- [REQUIREMENT]:
Answer these questions using the mailing-list post on free corpora:
(a) What two meanings of "freely available" does the post distinguish?
(b) Which resources mentioned earlier in the thread does the post say cost money?
(c) In the list of software freedoms, which numbered freedoms require access to the source code?

- [EXTRACT]:
Re: [Corpora-List] free tagged corpus

From: Martin Wynne (martin.wynne@oucs.ox.ac.uk)
Date: Thu Nov 17 2005 - 12:13:28 MET

  • Next message: Tony Berber Sardinha: "Re: [Corpora-List] computing semantic word similarity"

    Dear Delip,

    It depends on what you mean by 'freely available'. This has (at least)
    two meanings in this context. It can mean free of cost, or it can mean
    free of legal or ethical restrictions on its use.

    Many corpora are do not cost money to use, although the ones mentioned
    so far in this thread, such as the BNC and resources from the LDC, do
    cost money.

    As for legal and ethical restrictions, it may be useful to look at what
    they say in the world of software, where several levels of freedom can
    be differentiated:

         * The freedom to run the program, for any purpose (freedom 0).
         * The freedom to study how the program works, and adapt it to your
    needs (freedom 1). Access to the source code is a precondition for this.
         * The freedom to redistribute copies so you can help your neighbor
    (freedom 2).
         * The freedom to improve the program, and release your improvements
    to the public, so that the whole community benefits (freedom 3). Access
    to the source code is a precondition for this.

    (from http://www.gnu.org/philosophy/free-sw.html)

    With corpora, a parallel classification may be possible:

         * The freedom to access and analyse the corpus (freedom 0).

- [DATA BLOCK]:
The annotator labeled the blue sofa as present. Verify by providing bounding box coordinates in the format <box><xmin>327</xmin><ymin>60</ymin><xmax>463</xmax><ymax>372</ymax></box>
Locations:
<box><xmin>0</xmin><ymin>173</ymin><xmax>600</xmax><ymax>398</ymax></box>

- [FINISHED ANSWER]:
(a) Free of cost, and free of legal or ethical restrictions on its use.
(b) The BNC and resources from the LDC.
(c) Freedom 1 and freedom 3.